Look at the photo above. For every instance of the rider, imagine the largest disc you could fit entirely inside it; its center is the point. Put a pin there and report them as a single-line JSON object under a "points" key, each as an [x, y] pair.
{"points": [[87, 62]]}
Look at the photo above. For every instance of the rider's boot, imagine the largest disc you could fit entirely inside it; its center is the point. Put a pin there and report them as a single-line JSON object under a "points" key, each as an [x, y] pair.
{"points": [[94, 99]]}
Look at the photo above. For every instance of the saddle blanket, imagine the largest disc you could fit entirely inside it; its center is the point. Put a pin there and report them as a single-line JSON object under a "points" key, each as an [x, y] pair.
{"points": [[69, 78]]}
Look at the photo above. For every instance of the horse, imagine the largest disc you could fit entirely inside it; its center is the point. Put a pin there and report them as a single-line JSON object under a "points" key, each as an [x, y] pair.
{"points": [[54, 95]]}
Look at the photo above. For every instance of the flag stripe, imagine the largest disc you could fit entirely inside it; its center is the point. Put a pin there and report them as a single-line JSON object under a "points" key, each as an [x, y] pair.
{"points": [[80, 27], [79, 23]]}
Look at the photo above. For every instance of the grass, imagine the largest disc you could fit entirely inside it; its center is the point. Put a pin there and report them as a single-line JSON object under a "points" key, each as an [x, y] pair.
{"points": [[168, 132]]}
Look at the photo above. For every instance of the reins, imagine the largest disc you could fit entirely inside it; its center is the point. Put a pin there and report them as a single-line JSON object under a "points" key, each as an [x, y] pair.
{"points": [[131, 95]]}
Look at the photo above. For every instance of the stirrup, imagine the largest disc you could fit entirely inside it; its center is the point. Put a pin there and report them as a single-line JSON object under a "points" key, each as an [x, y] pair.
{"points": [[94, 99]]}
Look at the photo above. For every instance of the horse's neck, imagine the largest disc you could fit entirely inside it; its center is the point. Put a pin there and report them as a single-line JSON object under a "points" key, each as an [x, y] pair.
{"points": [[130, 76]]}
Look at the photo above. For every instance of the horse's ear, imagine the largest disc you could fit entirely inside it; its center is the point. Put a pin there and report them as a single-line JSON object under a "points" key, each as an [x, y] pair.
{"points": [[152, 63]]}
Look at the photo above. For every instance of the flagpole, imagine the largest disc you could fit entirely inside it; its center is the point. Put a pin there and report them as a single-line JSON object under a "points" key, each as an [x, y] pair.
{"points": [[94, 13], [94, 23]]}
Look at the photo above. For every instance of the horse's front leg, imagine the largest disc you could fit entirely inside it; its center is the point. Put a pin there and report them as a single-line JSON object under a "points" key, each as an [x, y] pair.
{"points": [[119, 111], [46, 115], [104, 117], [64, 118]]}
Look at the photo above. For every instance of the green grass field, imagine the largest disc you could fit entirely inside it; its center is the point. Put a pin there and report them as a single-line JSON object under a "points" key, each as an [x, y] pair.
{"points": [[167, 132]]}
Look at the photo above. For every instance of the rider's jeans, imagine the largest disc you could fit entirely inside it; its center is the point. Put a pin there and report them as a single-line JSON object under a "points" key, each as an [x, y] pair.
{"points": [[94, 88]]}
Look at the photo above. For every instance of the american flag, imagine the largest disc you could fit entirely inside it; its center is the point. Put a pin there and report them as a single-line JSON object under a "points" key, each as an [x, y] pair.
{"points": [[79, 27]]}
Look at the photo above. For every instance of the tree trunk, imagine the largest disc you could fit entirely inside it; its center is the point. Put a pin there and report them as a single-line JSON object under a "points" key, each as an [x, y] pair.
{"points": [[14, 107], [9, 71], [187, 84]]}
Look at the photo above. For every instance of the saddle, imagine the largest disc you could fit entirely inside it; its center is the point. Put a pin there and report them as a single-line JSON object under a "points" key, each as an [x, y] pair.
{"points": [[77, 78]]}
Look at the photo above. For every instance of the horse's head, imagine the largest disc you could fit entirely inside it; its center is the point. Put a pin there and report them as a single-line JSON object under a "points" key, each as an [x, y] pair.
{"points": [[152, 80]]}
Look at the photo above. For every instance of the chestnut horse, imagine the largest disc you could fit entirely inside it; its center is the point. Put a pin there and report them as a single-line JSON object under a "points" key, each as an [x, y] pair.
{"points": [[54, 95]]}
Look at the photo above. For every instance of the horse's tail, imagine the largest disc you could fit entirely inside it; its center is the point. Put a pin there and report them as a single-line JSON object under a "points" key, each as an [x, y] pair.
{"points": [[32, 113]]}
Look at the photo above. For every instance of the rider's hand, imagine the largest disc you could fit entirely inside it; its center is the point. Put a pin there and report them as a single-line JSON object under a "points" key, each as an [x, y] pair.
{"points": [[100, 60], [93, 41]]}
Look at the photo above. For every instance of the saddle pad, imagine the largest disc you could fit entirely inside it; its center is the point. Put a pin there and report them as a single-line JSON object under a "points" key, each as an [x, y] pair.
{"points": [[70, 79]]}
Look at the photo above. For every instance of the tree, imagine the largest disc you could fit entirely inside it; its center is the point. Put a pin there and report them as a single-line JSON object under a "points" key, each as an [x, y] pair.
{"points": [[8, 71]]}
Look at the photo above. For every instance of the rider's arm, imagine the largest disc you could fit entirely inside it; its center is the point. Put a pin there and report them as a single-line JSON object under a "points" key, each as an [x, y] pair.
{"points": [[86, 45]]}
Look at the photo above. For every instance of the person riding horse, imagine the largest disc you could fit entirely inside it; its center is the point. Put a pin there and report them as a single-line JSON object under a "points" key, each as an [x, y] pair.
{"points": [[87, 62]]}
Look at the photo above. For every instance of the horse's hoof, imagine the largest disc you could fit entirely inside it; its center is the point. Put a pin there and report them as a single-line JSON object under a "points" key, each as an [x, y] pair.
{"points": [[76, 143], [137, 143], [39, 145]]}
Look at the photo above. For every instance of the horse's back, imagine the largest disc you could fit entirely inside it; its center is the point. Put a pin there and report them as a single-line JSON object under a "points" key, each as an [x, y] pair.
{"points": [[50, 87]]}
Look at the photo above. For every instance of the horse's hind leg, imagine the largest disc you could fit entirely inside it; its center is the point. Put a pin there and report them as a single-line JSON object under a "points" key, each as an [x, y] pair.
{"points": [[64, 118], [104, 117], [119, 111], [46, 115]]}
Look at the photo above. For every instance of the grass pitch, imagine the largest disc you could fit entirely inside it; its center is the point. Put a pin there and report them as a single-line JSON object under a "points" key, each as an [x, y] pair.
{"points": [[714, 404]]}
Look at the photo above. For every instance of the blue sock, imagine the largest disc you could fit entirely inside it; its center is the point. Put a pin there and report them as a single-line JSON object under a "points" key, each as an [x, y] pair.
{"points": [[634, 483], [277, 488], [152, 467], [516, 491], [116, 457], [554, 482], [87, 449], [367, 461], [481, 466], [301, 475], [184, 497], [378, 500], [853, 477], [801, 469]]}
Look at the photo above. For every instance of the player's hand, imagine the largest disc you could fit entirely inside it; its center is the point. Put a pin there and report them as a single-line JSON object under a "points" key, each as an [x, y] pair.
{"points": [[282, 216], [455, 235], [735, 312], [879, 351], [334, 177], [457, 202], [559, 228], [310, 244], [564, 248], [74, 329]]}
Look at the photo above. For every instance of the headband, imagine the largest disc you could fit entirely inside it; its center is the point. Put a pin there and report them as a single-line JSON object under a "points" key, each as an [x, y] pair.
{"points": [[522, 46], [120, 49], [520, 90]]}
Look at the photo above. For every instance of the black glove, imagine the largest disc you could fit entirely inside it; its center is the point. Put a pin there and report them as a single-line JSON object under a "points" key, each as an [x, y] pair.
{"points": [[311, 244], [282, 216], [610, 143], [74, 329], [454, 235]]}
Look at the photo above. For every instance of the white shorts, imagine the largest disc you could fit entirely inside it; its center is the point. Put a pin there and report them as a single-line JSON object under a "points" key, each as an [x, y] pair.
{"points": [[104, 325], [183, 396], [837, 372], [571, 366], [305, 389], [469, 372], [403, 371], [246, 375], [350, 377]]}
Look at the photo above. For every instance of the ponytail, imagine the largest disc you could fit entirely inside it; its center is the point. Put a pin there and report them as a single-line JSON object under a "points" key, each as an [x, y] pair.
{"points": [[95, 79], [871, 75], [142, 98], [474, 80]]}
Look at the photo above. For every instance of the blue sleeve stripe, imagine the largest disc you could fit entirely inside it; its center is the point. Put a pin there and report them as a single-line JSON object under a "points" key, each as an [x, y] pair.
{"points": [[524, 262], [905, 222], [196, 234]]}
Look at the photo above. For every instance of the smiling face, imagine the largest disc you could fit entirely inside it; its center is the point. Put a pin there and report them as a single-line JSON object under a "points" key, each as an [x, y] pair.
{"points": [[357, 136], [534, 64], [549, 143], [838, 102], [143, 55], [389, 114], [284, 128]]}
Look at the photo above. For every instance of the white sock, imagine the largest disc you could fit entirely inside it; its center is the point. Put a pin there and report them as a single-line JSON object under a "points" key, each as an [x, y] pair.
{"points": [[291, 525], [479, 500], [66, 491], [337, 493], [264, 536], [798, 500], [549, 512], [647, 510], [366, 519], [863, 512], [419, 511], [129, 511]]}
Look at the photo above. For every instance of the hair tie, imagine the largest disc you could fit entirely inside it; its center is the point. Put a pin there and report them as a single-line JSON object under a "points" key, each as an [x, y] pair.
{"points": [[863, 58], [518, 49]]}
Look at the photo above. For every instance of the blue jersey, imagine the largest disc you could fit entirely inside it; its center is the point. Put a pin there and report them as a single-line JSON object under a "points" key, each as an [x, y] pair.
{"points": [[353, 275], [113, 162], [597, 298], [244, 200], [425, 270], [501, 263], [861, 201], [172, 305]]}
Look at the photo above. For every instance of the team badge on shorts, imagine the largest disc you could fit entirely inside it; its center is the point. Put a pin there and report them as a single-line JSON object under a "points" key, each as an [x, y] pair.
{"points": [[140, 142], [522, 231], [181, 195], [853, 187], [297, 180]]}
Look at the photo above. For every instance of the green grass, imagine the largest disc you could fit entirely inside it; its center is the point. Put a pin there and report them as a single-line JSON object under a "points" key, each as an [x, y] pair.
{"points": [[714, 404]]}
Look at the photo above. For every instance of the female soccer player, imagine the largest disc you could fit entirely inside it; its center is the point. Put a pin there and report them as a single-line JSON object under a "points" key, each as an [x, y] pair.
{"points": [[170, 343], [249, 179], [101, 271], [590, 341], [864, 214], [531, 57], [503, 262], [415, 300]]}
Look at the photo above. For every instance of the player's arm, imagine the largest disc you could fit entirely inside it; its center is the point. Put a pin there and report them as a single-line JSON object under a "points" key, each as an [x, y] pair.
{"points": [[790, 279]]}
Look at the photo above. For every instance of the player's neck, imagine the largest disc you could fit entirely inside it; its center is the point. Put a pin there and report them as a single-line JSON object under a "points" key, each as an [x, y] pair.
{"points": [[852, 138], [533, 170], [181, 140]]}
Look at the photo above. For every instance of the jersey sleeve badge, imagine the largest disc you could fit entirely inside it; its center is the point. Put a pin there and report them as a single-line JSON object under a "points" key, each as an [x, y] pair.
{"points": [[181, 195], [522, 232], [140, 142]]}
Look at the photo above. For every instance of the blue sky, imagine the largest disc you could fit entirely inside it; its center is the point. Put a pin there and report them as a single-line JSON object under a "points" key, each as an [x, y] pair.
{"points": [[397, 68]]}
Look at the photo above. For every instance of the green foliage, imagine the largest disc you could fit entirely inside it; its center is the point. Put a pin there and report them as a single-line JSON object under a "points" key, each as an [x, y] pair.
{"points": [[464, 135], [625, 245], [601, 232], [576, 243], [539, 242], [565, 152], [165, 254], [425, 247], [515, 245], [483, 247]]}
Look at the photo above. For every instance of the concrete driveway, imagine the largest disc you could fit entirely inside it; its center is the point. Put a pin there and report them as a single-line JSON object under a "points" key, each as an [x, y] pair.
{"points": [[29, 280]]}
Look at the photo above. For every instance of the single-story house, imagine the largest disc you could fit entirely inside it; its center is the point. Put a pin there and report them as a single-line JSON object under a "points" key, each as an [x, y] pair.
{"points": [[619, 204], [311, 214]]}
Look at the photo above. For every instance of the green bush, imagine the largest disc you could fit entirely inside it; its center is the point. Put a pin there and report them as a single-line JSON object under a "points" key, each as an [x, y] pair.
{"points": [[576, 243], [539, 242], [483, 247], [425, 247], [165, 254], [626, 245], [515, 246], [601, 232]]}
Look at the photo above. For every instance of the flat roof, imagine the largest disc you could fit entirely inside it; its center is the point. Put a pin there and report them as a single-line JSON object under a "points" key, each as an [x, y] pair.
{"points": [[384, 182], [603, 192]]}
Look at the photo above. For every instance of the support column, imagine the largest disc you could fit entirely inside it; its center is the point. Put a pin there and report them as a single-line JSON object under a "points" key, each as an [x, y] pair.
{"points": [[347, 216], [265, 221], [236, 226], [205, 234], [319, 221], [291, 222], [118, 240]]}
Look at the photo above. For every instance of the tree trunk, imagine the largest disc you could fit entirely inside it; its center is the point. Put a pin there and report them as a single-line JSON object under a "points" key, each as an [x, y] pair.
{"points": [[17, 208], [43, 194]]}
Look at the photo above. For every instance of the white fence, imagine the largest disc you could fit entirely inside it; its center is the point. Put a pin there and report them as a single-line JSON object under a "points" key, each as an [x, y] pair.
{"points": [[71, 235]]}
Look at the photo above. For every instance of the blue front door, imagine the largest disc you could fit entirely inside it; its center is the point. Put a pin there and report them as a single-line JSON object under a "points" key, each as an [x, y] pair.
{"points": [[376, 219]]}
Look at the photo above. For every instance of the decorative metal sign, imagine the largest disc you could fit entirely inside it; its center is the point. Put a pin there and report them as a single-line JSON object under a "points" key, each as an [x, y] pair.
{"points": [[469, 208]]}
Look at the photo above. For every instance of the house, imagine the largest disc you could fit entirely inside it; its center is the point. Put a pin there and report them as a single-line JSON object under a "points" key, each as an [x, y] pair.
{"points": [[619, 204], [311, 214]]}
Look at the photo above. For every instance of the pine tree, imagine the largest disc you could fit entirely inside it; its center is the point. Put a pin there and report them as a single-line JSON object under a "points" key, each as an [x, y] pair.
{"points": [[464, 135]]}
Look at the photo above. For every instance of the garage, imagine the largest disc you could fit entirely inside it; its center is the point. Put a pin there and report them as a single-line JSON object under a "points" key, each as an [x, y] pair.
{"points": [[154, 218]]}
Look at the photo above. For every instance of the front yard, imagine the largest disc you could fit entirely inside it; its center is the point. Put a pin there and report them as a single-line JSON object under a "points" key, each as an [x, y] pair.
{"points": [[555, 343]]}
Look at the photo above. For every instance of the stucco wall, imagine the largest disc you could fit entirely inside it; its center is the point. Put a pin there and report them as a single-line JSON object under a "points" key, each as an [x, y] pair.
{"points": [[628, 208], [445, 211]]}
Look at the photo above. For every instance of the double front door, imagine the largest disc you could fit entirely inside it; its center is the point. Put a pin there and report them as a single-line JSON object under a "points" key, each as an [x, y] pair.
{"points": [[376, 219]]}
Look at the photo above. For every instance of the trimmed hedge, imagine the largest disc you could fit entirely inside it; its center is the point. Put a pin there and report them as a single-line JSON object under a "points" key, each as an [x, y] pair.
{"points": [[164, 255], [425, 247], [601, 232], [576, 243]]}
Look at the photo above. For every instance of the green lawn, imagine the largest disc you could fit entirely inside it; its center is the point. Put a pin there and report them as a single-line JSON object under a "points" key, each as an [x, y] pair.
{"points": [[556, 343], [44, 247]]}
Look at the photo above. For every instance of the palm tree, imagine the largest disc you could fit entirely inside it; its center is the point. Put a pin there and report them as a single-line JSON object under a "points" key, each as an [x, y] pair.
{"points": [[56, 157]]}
****************************************
• **Task goal**: Reproduce word for word the lines from the one containing "Look at the photo above. For every instance of the trimmed" through the last line of the entries.

• **Expected answer**:
Look at the photo above. For every instance of the trimmed hedge, imagine the largest disc you could fit entirely inside it; its center is the point. Put a pin there and report them as a single-line JSON object under a "points" key, each as an [x, y] pair.
{"points": [[164, 255], [425, 247], [601, 232], [576, 243]]}
Look at the photo above. For every instance of the green lawn, imagine the largest disc you could fit entirely inside it; its center is the point. Put a pin there and report them as a single-line JSON object under a "points" key, each as an [x, y] pair.
{"points": [[556, 343], [44, 247]]}
Look at the photo above. For every instance of the palm tree, imagine the largest disc you could fit entirely inside it; its center is the point. Put a pin there and report them as a single-line JSON object under a "points" key, each as an [x, y] pair.
{"points": [[56, 157]]}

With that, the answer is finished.